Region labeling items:
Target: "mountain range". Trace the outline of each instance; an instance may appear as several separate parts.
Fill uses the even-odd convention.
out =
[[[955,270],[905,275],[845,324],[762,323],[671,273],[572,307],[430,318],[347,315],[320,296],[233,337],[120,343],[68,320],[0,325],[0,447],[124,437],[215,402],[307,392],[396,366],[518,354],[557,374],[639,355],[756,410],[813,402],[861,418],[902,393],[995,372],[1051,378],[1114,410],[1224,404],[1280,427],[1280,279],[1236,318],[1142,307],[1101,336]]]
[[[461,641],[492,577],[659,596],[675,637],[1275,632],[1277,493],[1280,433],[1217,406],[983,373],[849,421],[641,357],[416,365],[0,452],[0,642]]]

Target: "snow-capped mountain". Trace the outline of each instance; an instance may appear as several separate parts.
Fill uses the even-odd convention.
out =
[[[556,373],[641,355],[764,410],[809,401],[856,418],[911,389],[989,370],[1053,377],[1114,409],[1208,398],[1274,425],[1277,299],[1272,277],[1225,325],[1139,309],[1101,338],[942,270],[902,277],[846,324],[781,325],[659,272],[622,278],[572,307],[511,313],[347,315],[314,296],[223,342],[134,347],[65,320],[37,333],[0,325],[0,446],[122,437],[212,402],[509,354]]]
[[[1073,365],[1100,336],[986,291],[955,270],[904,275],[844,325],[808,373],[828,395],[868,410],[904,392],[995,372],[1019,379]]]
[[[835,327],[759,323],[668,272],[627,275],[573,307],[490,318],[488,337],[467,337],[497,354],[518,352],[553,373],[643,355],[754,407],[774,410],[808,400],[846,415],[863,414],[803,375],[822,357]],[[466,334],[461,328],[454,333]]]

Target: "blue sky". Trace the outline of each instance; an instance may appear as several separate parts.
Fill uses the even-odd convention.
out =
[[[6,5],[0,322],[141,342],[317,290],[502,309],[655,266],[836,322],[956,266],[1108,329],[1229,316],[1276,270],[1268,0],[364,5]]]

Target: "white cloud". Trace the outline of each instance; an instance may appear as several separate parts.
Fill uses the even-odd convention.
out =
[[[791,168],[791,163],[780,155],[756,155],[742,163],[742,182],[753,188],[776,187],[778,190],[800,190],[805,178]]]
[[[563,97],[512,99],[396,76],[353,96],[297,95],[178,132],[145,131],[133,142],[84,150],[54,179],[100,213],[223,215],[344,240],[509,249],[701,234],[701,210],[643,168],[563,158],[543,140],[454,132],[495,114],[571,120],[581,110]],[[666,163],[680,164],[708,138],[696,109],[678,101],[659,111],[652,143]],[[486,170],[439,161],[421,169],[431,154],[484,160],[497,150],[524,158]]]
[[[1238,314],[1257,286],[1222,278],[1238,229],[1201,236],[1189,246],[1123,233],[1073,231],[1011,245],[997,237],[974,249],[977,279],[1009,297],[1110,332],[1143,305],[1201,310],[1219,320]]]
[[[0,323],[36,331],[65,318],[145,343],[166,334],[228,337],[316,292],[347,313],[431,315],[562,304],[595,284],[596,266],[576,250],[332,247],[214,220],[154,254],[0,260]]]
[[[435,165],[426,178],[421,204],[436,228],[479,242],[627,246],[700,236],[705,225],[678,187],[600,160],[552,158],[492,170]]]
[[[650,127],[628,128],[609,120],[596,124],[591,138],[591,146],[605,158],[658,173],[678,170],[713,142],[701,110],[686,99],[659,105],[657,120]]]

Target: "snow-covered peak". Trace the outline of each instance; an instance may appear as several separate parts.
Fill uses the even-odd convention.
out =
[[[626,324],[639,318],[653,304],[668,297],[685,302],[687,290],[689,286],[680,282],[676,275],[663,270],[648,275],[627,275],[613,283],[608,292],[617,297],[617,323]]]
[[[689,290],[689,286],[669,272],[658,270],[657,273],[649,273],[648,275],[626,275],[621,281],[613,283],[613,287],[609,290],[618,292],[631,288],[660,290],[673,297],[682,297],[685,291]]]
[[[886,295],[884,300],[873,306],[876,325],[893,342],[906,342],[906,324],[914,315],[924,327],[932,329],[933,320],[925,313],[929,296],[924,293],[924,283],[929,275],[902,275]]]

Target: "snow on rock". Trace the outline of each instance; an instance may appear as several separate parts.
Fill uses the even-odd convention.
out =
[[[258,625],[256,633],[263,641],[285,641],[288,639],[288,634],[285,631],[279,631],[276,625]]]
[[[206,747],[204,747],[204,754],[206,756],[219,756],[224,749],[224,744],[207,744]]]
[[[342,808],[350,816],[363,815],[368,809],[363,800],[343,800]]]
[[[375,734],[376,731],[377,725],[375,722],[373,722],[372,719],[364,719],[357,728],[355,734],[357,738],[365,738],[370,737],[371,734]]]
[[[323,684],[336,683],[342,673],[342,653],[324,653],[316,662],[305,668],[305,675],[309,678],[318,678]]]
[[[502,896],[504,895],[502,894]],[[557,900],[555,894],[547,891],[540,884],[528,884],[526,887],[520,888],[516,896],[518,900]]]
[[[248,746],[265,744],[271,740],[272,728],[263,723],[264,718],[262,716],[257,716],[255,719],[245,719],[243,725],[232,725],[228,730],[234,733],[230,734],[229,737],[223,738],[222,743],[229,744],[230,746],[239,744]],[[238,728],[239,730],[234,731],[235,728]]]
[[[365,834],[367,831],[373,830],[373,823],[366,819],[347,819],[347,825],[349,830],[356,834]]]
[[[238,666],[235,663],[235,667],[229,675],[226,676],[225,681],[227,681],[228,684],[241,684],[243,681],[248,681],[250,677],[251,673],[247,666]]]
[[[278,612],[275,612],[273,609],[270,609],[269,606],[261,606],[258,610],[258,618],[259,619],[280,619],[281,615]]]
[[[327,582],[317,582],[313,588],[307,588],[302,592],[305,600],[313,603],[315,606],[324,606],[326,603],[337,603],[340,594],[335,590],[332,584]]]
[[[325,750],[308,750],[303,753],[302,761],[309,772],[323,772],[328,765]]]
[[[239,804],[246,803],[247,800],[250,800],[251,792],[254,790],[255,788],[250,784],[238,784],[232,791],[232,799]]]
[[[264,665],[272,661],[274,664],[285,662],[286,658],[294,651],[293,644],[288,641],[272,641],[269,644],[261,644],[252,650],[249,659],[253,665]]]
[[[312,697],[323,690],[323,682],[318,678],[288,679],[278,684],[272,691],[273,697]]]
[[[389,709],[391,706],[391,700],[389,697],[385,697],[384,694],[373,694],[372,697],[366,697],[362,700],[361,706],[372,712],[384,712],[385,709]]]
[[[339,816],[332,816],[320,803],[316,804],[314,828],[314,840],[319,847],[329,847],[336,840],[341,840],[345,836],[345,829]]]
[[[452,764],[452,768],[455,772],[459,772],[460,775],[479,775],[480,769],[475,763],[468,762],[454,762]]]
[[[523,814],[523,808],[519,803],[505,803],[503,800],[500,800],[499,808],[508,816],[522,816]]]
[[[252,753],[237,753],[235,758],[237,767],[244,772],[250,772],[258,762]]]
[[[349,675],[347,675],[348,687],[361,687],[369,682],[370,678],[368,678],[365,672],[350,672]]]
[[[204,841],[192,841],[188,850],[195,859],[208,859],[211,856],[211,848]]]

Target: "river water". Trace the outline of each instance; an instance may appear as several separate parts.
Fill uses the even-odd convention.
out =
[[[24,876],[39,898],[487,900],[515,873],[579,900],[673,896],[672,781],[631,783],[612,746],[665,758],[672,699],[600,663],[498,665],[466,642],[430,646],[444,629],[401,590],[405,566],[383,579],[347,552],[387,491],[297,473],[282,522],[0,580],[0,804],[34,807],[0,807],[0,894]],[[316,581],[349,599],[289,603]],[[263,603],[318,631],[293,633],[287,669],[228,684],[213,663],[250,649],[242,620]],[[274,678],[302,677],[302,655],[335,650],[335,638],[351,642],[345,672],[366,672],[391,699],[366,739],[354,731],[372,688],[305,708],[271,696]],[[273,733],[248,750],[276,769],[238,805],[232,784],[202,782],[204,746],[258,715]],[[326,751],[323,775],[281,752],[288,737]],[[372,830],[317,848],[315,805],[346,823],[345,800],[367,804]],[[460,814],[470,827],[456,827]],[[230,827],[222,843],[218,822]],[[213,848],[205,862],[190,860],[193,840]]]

• **TASK STATEMENT**
How many of the lines above contain the word "Trace"? Reply with the number alone.

• **RESULT OF THE EXERCISE**
7